%%
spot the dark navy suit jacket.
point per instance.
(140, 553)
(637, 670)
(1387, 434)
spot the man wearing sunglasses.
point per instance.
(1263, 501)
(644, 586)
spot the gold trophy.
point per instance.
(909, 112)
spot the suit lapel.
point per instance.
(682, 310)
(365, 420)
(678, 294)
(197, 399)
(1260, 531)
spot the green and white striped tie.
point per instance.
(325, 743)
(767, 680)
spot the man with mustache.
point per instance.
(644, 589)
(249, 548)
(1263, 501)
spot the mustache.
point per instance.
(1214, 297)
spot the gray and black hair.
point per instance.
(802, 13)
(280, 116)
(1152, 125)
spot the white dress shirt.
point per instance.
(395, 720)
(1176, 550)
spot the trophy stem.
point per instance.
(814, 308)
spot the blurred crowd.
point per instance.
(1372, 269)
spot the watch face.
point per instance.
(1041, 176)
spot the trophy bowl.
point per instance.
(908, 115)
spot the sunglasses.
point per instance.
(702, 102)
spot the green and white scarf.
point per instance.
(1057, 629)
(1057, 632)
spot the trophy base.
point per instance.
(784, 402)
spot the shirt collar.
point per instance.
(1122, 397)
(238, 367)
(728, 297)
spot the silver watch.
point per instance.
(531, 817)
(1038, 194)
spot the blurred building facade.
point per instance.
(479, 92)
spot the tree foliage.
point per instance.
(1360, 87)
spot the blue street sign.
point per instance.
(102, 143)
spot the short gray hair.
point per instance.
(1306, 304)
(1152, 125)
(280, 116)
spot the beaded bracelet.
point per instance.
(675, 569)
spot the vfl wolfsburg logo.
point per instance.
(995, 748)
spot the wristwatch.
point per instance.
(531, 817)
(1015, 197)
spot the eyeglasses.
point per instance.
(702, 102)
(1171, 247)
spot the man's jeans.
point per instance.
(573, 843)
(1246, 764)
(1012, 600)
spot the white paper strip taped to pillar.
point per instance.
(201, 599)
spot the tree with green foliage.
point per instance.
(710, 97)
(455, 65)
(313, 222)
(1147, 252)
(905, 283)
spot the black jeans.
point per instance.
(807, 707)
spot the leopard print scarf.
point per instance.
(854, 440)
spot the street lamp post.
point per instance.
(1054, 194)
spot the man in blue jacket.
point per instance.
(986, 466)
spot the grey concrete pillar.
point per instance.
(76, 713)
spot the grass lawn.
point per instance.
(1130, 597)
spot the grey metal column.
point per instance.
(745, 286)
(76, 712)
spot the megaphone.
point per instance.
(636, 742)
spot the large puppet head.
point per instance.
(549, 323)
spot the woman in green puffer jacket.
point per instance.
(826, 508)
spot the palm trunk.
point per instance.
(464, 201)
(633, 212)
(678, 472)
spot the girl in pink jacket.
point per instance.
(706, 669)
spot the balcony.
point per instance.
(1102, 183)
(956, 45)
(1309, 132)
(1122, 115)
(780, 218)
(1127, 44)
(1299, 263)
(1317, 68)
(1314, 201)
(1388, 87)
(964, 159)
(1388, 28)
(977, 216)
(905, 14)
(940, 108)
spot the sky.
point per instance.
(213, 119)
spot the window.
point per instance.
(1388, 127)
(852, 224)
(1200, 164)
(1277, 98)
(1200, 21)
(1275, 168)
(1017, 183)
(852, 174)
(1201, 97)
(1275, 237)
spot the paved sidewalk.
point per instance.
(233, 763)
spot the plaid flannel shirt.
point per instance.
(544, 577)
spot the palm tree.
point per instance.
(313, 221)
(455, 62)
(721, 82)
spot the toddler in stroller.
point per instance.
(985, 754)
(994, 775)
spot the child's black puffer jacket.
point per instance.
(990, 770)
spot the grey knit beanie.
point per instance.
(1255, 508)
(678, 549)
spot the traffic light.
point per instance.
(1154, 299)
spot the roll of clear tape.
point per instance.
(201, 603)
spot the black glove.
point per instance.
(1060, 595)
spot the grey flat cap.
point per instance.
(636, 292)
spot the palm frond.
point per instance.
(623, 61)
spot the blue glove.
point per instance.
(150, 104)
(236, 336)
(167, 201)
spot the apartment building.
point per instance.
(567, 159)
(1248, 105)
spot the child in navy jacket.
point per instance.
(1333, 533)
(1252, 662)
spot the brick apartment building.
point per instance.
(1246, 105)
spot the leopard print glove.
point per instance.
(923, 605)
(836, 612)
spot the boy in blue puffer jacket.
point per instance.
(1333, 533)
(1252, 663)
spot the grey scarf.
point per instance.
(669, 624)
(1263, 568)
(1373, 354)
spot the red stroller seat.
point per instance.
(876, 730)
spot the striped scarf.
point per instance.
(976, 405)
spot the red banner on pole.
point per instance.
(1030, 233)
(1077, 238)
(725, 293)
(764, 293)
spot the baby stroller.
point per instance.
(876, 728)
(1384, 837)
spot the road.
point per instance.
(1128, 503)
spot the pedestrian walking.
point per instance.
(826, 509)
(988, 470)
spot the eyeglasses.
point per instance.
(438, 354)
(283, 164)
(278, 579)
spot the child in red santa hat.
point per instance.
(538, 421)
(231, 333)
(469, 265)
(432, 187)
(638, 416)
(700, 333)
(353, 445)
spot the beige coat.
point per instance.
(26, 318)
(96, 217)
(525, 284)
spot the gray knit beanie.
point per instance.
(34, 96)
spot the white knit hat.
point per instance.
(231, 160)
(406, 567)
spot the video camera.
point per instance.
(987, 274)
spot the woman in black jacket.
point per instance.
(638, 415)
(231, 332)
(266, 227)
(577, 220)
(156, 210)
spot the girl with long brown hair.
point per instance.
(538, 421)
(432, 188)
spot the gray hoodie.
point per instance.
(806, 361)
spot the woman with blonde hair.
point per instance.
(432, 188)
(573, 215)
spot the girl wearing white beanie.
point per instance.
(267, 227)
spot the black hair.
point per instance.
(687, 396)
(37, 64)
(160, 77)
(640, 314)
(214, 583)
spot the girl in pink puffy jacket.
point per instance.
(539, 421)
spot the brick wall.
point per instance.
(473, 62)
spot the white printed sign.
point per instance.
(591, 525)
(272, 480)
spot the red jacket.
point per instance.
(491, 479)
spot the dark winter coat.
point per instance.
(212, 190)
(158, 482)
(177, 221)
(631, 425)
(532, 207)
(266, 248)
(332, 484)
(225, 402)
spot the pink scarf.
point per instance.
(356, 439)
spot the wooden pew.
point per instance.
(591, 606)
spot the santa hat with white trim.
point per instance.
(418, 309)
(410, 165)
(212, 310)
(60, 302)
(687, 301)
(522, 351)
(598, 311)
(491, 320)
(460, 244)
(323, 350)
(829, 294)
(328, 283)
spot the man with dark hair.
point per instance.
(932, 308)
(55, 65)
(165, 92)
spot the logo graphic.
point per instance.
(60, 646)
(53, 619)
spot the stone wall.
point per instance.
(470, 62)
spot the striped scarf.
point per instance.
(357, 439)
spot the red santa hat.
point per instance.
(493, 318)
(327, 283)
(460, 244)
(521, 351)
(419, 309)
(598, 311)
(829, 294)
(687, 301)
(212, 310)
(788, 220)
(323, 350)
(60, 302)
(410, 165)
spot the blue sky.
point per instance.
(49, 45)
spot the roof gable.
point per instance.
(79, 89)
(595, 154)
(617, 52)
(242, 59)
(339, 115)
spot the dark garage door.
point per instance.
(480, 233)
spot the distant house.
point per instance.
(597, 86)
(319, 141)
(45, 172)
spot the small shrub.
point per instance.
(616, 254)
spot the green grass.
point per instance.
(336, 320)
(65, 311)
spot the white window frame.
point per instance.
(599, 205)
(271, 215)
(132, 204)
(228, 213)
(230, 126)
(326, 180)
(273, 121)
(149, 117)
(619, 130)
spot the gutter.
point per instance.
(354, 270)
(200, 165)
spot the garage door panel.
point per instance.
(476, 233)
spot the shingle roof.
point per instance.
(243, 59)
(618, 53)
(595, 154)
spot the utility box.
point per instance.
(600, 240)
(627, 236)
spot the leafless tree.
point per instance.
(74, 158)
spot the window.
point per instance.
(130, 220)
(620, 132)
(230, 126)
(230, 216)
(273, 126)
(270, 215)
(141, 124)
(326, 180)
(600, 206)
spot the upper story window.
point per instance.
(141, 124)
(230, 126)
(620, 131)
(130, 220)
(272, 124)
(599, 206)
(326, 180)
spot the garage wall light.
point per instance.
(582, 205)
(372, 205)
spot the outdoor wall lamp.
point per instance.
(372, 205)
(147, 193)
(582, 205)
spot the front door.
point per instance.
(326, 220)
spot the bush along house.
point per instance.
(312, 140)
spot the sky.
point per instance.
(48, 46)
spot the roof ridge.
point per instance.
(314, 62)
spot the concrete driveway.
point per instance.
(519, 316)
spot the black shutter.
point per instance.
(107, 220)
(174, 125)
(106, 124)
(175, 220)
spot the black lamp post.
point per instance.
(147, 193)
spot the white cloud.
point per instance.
%%
To be done >>
Copy out the data word for word, starting at the line containing "spot the small shrub." and ending at the last line of the data, both included.

Result of this task >>
spot the small shrub.
point per instance.
(616, 254)
spot the green grass.
point per instance.
(336, 320)
(65, 311)
spot the white window frame.
point per instance.
(599, 205)
(271, 215)
(132, 204)
(228, 213)
(230, 126)
(326, 180)
(273, 121)
(149, 117)
(619, 130)
spot the gutter.
point per instance.
(354, 270)
(200, 165)
spot the garage door panel.
point per instance.
(476, 233)
spot the shingle roof.
point per instance.
(243, 59)
(618, 53)
(595, 154)
spot the utility box.
point per instance.
(600, 240)
(627, 236)
spot the leafless tree.
point per instance.
(74, 158)
spot the window.
point per instance.
(130, 220)
(620, 132)
(230, 126)
(230, 216)
(273, 126)
(270, 215)
(141, 124)
(326, 180)
(600, 206)
spot the upper story window.
point per instance.
(141, 124)
(230, 126)
(620, 131)
(130, 220)
(272, 124)
(599, 206)
(326, 180)
spot the garage wall light.
point per instance.
(582, 205)
(372, 205)
spot the outdoor wall lamp.
point per instance.
(372, 205)
(147, 193)
(582, 205)
spot the front door.
point per instance.
(326, 220)
spot the bush along house.
point per instance.
(312, 140)
spot the sky.
point per instance.
(48, 46)
spot the roof ridge.
point per instance.
(314, 62)
spot the concrete driveway.
point per instance.
(519, 316)
spot the black shutter.
point per instance.
(107, 220)
(174, 125)
(106, 124)
(175, 220)
spot the black lamp post.
point per instance.
(147, 193)
spot the white cloud.
point per instance.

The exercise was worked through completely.